▶ _What is expected_:
Set down every entry again, exactly as it appears.

▶ _Task inputs_:

- - -

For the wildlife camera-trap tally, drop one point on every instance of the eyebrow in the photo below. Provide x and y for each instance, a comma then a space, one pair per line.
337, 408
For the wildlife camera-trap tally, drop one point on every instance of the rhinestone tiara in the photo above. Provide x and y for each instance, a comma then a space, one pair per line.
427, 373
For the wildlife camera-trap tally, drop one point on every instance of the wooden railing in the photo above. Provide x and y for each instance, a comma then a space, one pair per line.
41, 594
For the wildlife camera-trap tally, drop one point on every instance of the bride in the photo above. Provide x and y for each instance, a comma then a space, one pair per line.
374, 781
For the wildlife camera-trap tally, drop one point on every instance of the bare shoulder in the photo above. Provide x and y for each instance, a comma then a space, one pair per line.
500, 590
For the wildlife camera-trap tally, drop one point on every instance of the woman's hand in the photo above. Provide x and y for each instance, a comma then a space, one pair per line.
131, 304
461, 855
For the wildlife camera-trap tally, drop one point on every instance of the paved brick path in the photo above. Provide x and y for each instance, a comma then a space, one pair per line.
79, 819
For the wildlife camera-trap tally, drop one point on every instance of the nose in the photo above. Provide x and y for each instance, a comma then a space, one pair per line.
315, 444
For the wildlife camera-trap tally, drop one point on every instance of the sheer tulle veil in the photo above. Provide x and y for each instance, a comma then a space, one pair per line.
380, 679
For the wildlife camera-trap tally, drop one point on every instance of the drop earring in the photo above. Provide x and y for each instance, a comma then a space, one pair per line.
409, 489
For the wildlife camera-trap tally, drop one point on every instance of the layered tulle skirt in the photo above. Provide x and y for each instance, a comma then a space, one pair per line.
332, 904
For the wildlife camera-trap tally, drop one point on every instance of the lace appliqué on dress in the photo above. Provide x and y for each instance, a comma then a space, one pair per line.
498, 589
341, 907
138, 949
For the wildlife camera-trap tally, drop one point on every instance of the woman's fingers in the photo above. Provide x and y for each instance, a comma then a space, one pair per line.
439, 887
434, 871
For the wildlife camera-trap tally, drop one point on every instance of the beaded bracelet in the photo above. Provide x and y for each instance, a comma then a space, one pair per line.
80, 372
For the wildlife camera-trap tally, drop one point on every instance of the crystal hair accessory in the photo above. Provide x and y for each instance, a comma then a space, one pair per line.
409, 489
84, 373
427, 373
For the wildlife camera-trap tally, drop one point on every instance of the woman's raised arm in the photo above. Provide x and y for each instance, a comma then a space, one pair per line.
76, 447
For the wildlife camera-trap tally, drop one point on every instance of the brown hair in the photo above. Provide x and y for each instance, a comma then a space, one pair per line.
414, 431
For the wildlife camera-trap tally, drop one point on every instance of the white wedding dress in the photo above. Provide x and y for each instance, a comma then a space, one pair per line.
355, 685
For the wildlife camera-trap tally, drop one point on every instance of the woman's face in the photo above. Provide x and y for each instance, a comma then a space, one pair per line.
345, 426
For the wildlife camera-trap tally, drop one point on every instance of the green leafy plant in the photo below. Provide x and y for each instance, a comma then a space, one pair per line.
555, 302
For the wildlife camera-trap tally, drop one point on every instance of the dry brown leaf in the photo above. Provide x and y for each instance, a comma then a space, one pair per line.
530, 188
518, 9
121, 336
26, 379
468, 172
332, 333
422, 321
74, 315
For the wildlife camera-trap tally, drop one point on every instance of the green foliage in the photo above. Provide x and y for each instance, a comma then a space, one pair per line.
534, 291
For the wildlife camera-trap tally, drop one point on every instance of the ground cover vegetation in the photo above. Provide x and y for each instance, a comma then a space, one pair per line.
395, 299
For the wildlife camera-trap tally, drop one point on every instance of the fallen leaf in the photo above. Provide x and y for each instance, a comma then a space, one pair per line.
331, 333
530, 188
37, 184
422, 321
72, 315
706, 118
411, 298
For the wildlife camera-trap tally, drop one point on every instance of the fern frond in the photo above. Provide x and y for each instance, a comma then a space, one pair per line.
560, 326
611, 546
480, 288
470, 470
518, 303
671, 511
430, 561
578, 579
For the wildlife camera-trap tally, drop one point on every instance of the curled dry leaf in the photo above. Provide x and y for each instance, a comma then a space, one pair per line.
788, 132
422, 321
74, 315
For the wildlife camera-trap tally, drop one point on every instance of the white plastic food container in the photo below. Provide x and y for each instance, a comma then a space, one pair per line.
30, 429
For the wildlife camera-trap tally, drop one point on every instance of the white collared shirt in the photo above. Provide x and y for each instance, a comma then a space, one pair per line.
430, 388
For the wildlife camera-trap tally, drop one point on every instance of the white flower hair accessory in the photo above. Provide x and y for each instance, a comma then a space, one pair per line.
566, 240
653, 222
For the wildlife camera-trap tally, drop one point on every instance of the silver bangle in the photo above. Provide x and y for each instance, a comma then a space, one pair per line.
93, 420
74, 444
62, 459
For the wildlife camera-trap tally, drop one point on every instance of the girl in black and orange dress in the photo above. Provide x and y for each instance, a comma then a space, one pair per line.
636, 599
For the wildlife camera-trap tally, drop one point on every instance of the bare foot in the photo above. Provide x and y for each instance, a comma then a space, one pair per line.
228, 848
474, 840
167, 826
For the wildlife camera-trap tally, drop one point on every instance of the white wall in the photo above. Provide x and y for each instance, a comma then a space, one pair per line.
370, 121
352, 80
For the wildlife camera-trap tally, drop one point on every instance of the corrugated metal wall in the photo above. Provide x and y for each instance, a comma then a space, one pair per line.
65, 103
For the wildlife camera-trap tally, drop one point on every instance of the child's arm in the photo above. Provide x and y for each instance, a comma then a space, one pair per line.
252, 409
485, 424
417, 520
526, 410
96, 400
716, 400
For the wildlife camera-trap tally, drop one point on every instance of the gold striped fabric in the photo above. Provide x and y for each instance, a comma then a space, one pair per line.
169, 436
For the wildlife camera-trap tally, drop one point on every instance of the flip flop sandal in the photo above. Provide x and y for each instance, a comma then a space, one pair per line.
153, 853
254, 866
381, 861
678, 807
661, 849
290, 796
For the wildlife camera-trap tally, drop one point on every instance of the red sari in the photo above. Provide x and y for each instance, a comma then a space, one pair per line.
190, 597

- - -

▶ _Answer_:
For the wildlife camera-trap tally, drop one point on every instance of the eyebrow in the photo below. Provide x and y for each instance, a comma then a space, one pair per line.
337, 408
For the wildlife camera-trap tally, drop one point on every instance of the rhinestone tiara in the photo above. Provide x and y for each instance, a comma then a space, one pair per line.
427, 373
For the wildlife camera-trap tally, drop one point on every instance of the wooden railing in the photo above. Provide x and y for each instance, a comma then a space, one pair per line.
41, 594
For the wildlife camera-trap tally, drop one point on every instance of the bride in the photo above. Provide x and y for each instance, a comma then a space, one pair per line.
374, 781
For the wildlife camera-trap tally, drop one point on every instance of the bare shoulder in the photo above. Provide x and y for each instance, a comma then a space, one pair per line.
500, 590
For the wildlife camera-trap tally, drop one point on every instance of the woman's hand in the photo above. Provide x and y for each instance, a comma then a space, one pair per line.
131, 304
461, 855
For the wildlife camera-trap tally, drop one point on every instance of the paved brick path in the photo above. Provide x and y for each instance, a comma then a space, one pair per line.
79, 819
For the wildlife camera-trap tally, drop one point on every instance of the nose in the photo above. Provide x and y for each instance, a comma then a space, one pair per line.
315, 444
For the wildlife camera-trap tally, drop one point on every instance of the sheer tulle veil in the photo above. Provide x and y for each instance, a comma then a space, one pair per line.
380, 679
For the wildlife camera-trap tally, drop one point on every instance of the drop earring in the photo above. Provide x and y for each instance, a comma then a space, one pair per line.
409, 489
For the wildlife camera-trap tally, drop one point on every instance of the layered tulle skirt in the photo above. Provide x and y for each instance, a comma then a space, one pair per line.
332, 904
For the wildlife camera-trap tally, drop one point on every instance of the lace appliqué on dress in the photo above. Provide x and y for each instance, a comma then a space, one pair per line.
498, 589
341, 907
138, 949
For the wildlife camera-trap tally, drop one point on every instance of the woman's fingers in the photo above. Provide x and y for each instance, a comma then a space, one pair per line.
439, 887
434, 871
For the wildlife camera-trap tally, drop one point on every instance of the beaded bracelet in the photo above. Provide x and y for each instance, a comma then a space, one pair per line.
80, 372
For the wildlife camera-trap tally, drop one point on every instance of the crystal hair accessory in the photo above. Provide x and y for each instance, a comma then a space, one pair per line.
409, 489
84, 373
427, 373
For the wildlife camera-trap tally, drop one point on every instance of the woman's raised arm in the photo above. Provide x and y for each instance, a comma then a space, one pair per line.
76, 447
For the wildlife camera-trap tally, drop one point on every instance of the brown hair in the photo above. Provide x and y for each instance, a comma then a space, one pair per line.
414, 431
For the wildlife camera-trap tally, drop one point on every instance of the white wedding dress in the photo above. Provide x and y for each instance, a comma then a space, one pair per line.
355, 685
For the wildlife camera-trap tally, drop one point on every instance of the woman's face in the photo above. Provide x and y for each instance, a comma then a space, one pair per line.
345, 426
For the wildlife camera-trap tally, drop one point on every instance of the green leafy plant in the photo below. Provide x and y for each instance, a comma then a space, one pair per line.
555, 302
For the wildlife camera-trap tally, drop one point on every instance of the dry brown leaf in the photo above. Provide x and y for each instance, a comma then a space, one pair per line.
530, 188
518, 9
121, 336
26, 379
468, 172
332, 333
422, 321
74, 315
For the wildlife camera-trap tally, drop one point on every instance of the green foliage in the photo above. Provide x and y for each instance, a comma then a space, one pair per line.
534, 291
For the wildlife camera-trap tally, drop one point on every instance of the ground cover vegetation in the photo above. Provide x and y for each instance, a comma then a space, one pair per line.
395, 299
For the wildlife camera-trap tally, drop one point on every instance of the fallen leaf in the photo above. Provide x and y for each instance, a comma then a space, one pair per line.
331, 333
530, 188
37, 184
422, 321
72, 315
706, 118
411, 298
For the wildlife camera-trap tally, drop one point on every instance of the fern frond in the photo above. Provide x and y for each instance, a comma then a space, one pair per line.
560, 326
611, 546
480, 288
470, 470
518, 303
671, 511
430, 561
578, 579
For the wildlife camera-trap tally, drop one point on every instance of the curled dry leaf in the photo above. Provide x and y for each instance, a comma then a space, one pair per line.
788, 132
422, 321
74, 315
For the wildlife camera-trap tally, drop one point on every instance of the white plastic food container in the photo below. Provide x and y for each instance, a comma then a space, one pair per line.
30, 429
For the wildlife camera-trap tally, drop one point on every instance of the white collared shirt in the photo above. Provide x and y for each instance, a comma then a space, one pair per line.
430, 388
For the wildlife camera-trap tally, drop one point on every instance of the white flower hair accessory in the photo above. Provide x and y for each instance, a comma then a space, one pair per line.
566, 240
653, 222
For the wildlife camera-trap tally, drop one point on every instance of the silver bangle in the photo above. Provide x and y for each instance, a comma then a space, one pair per line.
93, 420
74, 444
62, 459
For the wildlife camera-trap tally, drop one point on every instance of the girl in black and orange dress in the photo above. Provide x and y for each instance, a comma then a space, one pair per line.
636, 599
For the wildlife camera-trap tally, drop one point on every instance of the bare foot in the photo above. Provide x and y for each instance, a comma then a space, one pair per line.
228, 848
474, 840
167, 826
For the wildlife camera-trap tally, drop one point on every instance of the white wall in the photo above. Provide x and y for each instance, a comma then a space, one pair per line.
370, 121
352, 80
For the wildlife camera-trap tally, drop one point on every instance of the corrugated metal wall in the photo above. Provide x and y for each instance, a comma then a space, one pair per line.
65, 103
For the wildlife camera-trap tally, drop one point on every instance of the child's arm in the photo above. Provide x and y for each instance, a comma then a space, one pair per line.
252, 409
485, 424
417, 520
526, 410
96, 400
716, 400
For the wildlife camera-trap tally, drop one point on every instance of the gold striped fabric in the photo above. Provide x and y for each instance, a comma then a space, one pair per line.
169, 436
For the wildlife camera-trap tally, drop one point on every instance of the flip flop sandal in the photo above. Provide x and y for each instance, a comma then a space, one pair per line.
153, 853
254, 866
381, 861
678, 807
661, 849
290, 796
For the wildlife camera-trap tally, drop one point on every instance of the red sari in the photo above. Provide x and y for each instance, a comma then a space, one pair per line.
190, 597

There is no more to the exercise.